** Opening Raw data block **

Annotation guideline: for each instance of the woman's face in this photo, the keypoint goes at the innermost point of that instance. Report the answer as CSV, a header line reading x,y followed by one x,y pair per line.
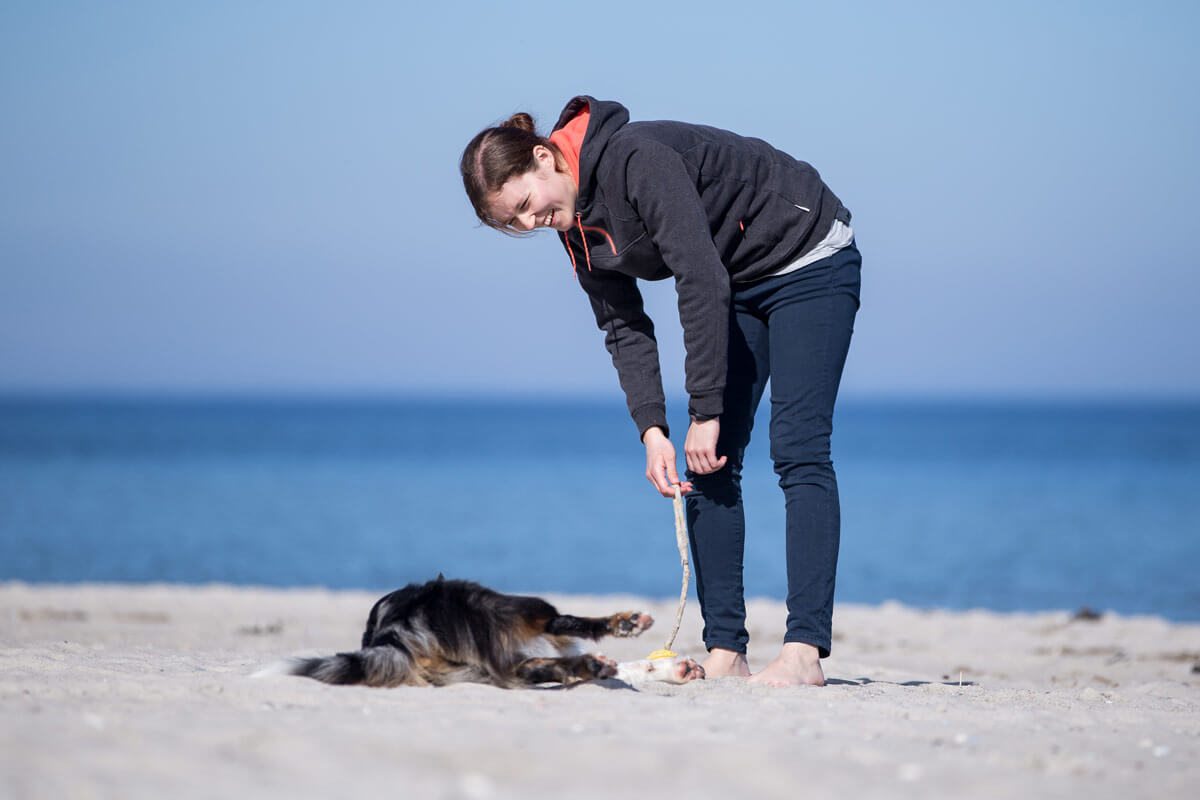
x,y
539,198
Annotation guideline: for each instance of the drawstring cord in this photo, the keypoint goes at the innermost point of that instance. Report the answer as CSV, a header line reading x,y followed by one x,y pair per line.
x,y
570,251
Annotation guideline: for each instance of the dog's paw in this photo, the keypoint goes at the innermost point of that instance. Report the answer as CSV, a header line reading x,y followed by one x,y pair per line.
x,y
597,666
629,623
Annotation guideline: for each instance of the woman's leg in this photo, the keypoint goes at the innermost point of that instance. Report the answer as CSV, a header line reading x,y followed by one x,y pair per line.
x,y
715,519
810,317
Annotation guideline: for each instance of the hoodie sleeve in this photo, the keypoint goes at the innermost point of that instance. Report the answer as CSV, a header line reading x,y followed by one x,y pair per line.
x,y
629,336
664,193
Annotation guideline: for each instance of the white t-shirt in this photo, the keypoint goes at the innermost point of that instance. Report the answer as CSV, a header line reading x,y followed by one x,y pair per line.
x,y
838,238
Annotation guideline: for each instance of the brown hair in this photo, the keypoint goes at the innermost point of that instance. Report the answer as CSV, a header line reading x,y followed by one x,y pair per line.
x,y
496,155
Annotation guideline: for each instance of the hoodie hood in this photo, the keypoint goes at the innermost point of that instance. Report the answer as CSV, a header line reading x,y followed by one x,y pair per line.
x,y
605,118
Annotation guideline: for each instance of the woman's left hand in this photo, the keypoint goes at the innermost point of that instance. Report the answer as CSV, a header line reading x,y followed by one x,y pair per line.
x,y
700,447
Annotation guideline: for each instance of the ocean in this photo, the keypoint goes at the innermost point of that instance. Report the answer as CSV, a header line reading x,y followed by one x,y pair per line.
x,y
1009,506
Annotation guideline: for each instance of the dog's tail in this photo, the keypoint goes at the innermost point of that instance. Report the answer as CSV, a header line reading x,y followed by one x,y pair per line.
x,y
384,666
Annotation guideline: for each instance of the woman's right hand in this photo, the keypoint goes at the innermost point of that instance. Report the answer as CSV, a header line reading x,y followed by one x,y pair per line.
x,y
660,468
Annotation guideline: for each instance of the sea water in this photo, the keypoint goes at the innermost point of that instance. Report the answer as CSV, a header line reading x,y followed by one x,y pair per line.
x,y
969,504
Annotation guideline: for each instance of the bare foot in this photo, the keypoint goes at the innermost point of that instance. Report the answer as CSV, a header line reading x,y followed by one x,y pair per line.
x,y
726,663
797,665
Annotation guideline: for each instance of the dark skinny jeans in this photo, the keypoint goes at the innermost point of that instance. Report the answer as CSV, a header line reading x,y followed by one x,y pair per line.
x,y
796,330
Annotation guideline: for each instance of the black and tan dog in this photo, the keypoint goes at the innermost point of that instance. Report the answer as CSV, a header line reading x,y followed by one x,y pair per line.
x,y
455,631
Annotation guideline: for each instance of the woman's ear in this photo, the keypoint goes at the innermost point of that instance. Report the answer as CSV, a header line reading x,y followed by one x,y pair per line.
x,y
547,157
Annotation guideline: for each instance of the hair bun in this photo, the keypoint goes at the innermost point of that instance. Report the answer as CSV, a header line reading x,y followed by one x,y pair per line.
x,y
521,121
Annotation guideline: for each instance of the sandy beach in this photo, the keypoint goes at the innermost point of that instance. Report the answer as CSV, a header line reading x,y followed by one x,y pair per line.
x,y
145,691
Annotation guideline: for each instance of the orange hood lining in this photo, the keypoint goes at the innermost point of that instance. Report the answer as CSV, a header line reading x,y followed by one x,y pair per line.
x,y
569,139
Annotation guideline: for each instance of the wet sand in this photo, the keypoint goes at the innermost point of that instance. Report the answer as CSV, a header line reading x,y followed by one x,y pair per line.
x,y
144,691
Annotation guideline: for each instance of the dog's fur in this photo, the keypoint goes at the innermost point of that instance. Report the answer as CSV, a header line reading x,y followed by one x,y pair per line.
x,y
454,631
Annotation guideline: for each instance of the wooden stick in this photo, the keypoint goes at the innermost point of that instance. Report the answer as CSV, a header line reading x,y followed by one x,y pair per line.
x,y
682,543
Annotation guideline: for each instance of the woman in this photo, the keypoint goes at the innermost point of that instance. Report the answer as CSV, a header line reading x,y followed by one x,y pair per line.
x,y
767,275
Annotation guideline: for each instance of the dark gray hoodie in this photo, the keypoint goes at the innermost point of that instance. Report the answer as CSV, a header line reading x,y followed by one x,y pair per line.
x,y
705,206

** Closing Raw data block **

Give the records again exactly as they stand, so that only the pictures are missing.

Annotation guideline: for each instance of the woman's face in this photo, the keypoint goes at the innermost point of that instance. Report the answer as CSV, a header line reading x,y followed by one x,y pair per line.
x,y
539,198
Annotation guideline: for each instance of the drawstring cord in this photo, the keypoint goes at the innermost point of that instance. Report the answer as CSV, a header line reading x,y followed by one x,y pair per line.
x,y
570,251
Annotation guideline: for each instance of the dog's paw in this photo, the keypoint goes at the innermost point of that instance. Report the answer as CSV, a header line reading x,y followed by one x,y pair per line.
x,y
597,666
629,623
Annotation guideline: for each instance of the woman's leg in this photo, the keypoint goes at the innermost point of that instance. Report the answer as CSV, a header line reading x,y followed by one x,y pair per line.
x,y
715,519
810,317
Annotation guideline: for each instance of the hoodie sleeve in this photo, the keypoint goes at the innermost point of that instance. Report the answer as CSV, a header line reading x,y followed by one x,y pair per line.
x,y
629,336
664,193
Annotation guideline: for each instance of the white t-shirt in this photo, the keypoint goes at the innermost point of that instance. Report the answer as CSV, a header line reading x,y followed by one x,y pair per line.
x,y
838,238
Annotation guideline: for each instance of the brown hair in this photo, the keypoint goes at the innermost point of that instance. Report the answer as CSV, a header line reading x,y followed by one x,y pair per line.
x,y
496,155
Annotation guideline: for each instance of the hoodie hood in this photo, the keypoint goes at the innermost point of that instance. Report the answer as CSV, a header line reading x,y followed by one x,y pair per line.
x,y
605,118
Annotation guideline: for each instance of the woman's left hand in this photo, the keypoint goes at the innermost point of that instance. Report the answer as CSV, a header line reading x,y followed by one x,y pair per line.
x,y
700,447
Annotation guideline: for each instance of the ocean in this photo, the keypoint goes at the innermost point of that instance. Report the answer as CSV, a header line reading x,y followed by one x,y pair per line.
x,y
1009,506
Annotation guideline: for each instance of the dog's tail in this photo, the keypoint goes at the innermost point of that instance. Report the answer as CSV, a header line reading x,y followed by one x,y pair per line.
x,y
384,666
Annotation guideline: for each instance of the woman's right hand in this photo, the keypoint goes at the innermost point of that instance. Report the answer as CSV, a header line reading x,y followed by one x,y pair per line.
x,y
660,468
Annotation guideline: for each instance of the sea water in this photo, the keypoint goes at the innermost point of that instance. Report the answer as CSV, a header line reading x,y followed by one x,y pair per line.
x,y
969,504
Annotation guideline: for each instance of the bare foot in this photo, the keypoint goes at the innermost point of that instance. Report the answer as CSV, a header line reading x,y followed by one x,y pair per line.
x,y
726,663
797,665
Annotation guideline: for each instance of the dark skinny jeans in this photo, the keypoint goes at the innermost point of that instance. Report the answer as CSV, a header line reading x,y followed by one x,y pair per line.
x,y
796,330
Annotation guideline: for each instance of the black and tan dog in this photo, the keypoint goes at the innermost point of that instance. Report the answer as CSV, a header line reading x,y followed by one x,y pair per line.
x,y
455,631
Annotation guideline: for each instance of the woman's ear in this photo, the keypoint goes at the innermost point of that instance. Report the answer as CSV, a header line reading x,y followed by one x,y pair per line.
x,y
547,157
Annotation guideline: for each instance of the hair bun in this photo, the keypoint goes at the innermost point of that instance. Report the answer as CSV, a header line reading x,y followed by one x,y pair per line.
x,y
521,121
Annotation guideline: for each instance of the sandy beach in this photo, the keypoint goes at the innermost point of that instance. Report the answer as CSV, a header line reading x,y followed by one x,y pair per line.
x,y
145,691
Annotation guideline: for each instance of the orange hood lining in this photo, the keypoint goes at the innermost point of that instance. Report the answer as CSV, a header line reading x,y followed by one x,y pair per line.
x,y
569,139
Annotation guideline: for each instance of the wet sand in this photo, the keypoint goes at the innermost point of that instance. Report the answer as CSV, a header line reading x,y followed by one x,y pair per line.
x,y
144,691
Annotation guideline: for each instance of the dog's fur in this photo, the keypoint goes at the innermost point of that instance. Report the answer as CSV, a header line reading x,y followed by one x,y pair per line.
x,y
454,631
Annotation guideline: for each instance of the wooden stick in this photo, the keypoint goes at the innermost point of that instance. Report the answer as CSV, a header line reading x,y followed by one x,y pair per line.
x,y
682,543
Annotation guideline: for each instance of the woman in this photo, the keypoint goes at the innermost point of that instance. Report the answer as CSV, a header line reading x,y followed by one x,y pair per line.
x,y
767,275
Annotation guideline: for each instance of the dark gray hoodie in this photo, the keypoint goes at the innermost point of that instance. Report the answer as CSV, a header line reading x,y followed by one x,y pair per line.
x,y
705,206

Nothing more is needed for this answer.